**What you are asked to do**
Lines where the string "point" appears are to be copied from the entries below.

◆ ◆ ◆ ◆ ◆

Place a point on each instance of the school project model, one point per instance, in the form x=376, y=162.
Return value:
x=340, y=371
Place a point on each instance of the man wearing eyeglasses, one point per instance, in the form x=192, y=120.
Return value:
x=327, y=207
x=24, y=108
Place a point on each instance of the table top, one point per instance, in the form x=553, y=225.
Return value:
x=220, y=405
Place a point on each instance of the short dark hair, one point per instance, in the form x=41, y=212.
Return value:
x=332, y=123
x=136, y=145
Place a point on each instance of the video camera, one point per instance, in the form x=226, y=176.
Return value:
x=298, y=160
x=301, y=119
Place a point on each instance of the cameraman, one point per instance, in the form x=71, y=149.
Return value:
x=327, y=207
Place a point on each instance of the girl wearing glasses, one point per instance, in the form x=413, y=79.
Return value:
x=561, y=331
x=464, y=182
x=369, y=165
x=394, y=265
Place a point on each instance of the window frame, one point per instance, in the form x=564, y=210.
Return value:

◆ ◆ ◆ ◆ ◆

**Answer to this exercise**
Place a point on each instance of the school project model, one point per instance, in the form x=376, y=162.
Place a point on each instance of the man wearing eyeglasses, one point per instance, in the form x=192, y=120.
Place a point on each instance of the table top, one point per instance, in the form x=553, y=225.
Place a point on each instance of the short dark hair, one point per instance, in the form x=41, y=212.
Place a point on each instance of the video camera, one point per instance, in the form x=226, y=176.
Place a point on each instance of the cameraman, one point per instance, in the form x=71, y=149.
Place a point on each instance of the girl wearing glasses, one point per instance, in the form x=413, y=79.
Place a point on each instance of the window frame, one point per instance, in the form x=564, y=210.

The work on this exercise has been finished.